Load Balancing: The Traffic Controller

← Part 2: Vertical vs Horizontal Scaling | Part 3 (You are here) | Part 4: Caching →

The Airport Security Problem

Imagine an airport with 10 security checkpoints.

Scenario 1: No organization

Passengers randomly pick lines
Checkpoint 3 has 50 people waiting
Checkpoint 7 has nobody
Average wait time: 45 minutes

Scenario 2: Smart traffic controller

Someone directs passengers to shortest lines
All checkpoints stay busy but not overloaded
Average wait time: 10 minutes

Same number of checkpoints. Same number of passengers. Massively different experience.

That traffic controller? That's a load balancer.

What Is a Load Balancer?

Simple definition: A traffic cop for your servers.

When a user visits your website, the load balancer decides which server handles their request.

Without load balancer:


100 users → All hit Server 1 → Server crashes
             Server 2 and 3 sit idle

With load balancer:


100 users → Load Balancer → 33 users to Server 1
                          → 33 users to Server 2
                          → 34 users to Server 3

All servers share the work. Everyone's happy.

Why You Need Load Balancers

1. Better Performance

Spreading traffic prevents any single server from being overwhelmed.

Real numbers: Without load balancing, one server handles 1,000 requests/second and slows down. With 3 servers behind a load balancer, each handles 333 requests/second—still fast.

2. High Availability

If one server crashes, the load balancer stops sending traffic there.

User experience: They don't even notice. Their request just goes to a healthy server.

3. Easy Scaling

Need more capacity? Just add servers behind the load balancer.

No code changes required. The load balancer automatically includes new servers in rotation.

4. Maintenance Without Downtime

Need to update a server? Tell the load balancer to stop sending traffic there, update it, then bring it back.

Users keep browsing. They're talking to the other servers.

How Load Balancers Decide

Load balancers use algorithms to pick which server gets the next request.

1. Round Robin (Most Common)

How it works: Take turns in order.


Request 1 → Server A
Request 2 → Server B  
Request 3 → Server C
Request 4 → Server A (back to the start)

Pros:

Simple and fair
Works well when all servers are identical

Cons:

Doesn't account for server load
Treats all requests equally (some might be heavy)

Best for: Apps where requests take similar time, servers have same specs.

2. Least Connections

How it works: Send traffic to the server handling fewest active connections.


Server A: 10 active users → Gets next request
Server B: 25 active users
Server C: 15 active users

Pros:

Adapts to actual server load
Better for long-running requests

Cons:

More complex to track
Slightly more overhead

Best for: Apps with variable request times (file uploads, video processing).

3. Weighted Round Robin

How it works: More powerful servers get more traffic.


Server A (16 cores): Gets 2 requests
Server B (8 cores):  Gets 1 request

Pros:

Optimizes mixed hardware
Balances actual capacity

Cons:

Need to configure weights manually
Requires knowing server capabilities

Best for: When you have different server sizes (common during scaling transitions).

-- Data entries --
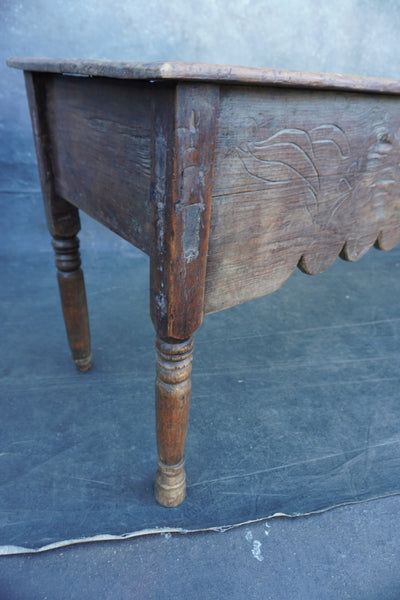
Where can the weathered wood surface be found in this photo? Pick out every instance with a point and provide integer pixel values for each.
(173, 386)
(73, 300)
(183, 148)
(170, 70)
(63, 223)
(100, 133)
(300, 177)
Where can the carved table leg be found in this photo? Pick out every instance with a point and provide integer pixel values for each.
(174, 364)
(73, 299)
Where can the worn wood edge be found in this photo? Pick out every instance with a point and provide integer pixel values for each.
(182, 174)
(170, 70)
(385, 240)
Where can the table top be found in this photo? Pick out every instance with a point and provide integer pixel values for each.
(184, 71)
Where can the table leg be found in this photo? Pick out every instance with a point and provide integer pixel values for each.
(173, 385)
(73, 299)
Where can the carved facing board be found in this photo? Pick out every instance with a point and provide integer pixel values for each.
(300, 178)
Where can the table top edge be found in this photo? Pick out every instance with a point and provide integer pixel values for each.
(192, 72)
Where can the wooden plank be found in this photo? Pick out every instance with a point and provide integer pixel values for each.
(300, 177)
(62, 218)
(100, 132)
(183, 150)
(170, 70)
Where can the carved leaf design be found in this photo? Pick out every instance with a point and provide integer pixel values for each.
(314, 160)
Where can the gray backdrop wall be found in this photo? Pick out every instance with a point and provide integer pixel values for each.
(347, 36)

-- Exercise task 1 --
In the load balancing page, take the part that opens with the words "What Is a Load" and closes with "handles their request.", and rewrite it with "traffic cop" changed to "dispatcher".
-- Exercise task 2 --
Summarize the load balancing page in two sentences.
-- Exercise task 3 --
Write the next part of the page on load balancing, picking up right after its final sentence.

-- Expected answer 1 --
What Is a Load Balancer?

Simple definition: A dispatcher for your servers.

When a user visits your website, the load balancer decides which server handles their request.

-- Expected answer 2 --
A load balancer decides which server handles each user request, spreading traffic so that no single server is overwhelmed, keeping a site available when a server crashes, and allowing servers to be added or updated without downtime. It picks servers using algorithms such as round robin, which takes turns in order, least connections, which favors the server with the fewest active connections, and weighted round robin, which sends more traffic to more powerful servers.

-- Expected answer 3 --
4. IP Hash

How it works: User's IP address determines which server they get.

Same user always goes to the same server.

Pros:

Maintains session consistency
Good for stateful apps

Cons:

Uneven distribution if traffic is geographically clustered
Adding/removing servers disrupts routing

Best for: Applications that haven't been made stateless yet (temporary solution).

5. Least Response Time

How it works: Send traffic to the fastest responding server.

Pros:

Optimal performance
Automatically routes around slow servers

Cons:

Requires health checks
More computational overhead

Best for: Performance-critical applications, APIs with strict SLAs.

Layer 4 vs Layer 7 Load Balancing

Don't worry about memorizing "layers"—here's what actually matters:

Layer 4 (Network Layer)

What it sees: IP addresses and ports. Nothing else.

Routing decision: "This request is going to port 443, send it to Server B."

Can't see: URL paths, cookies, HTTP headers.

Pros:

Very fast (minimal processing)
Lower resource usage

Cons:

Basic routing only
Can't route based on content

Example: AWS Network Load Balancer

Best for: High-throughput applications, gaming servers, streaming.

Layer 7 (Application Layer)

What it sees: Everything—URLs, headers, cookies, request content.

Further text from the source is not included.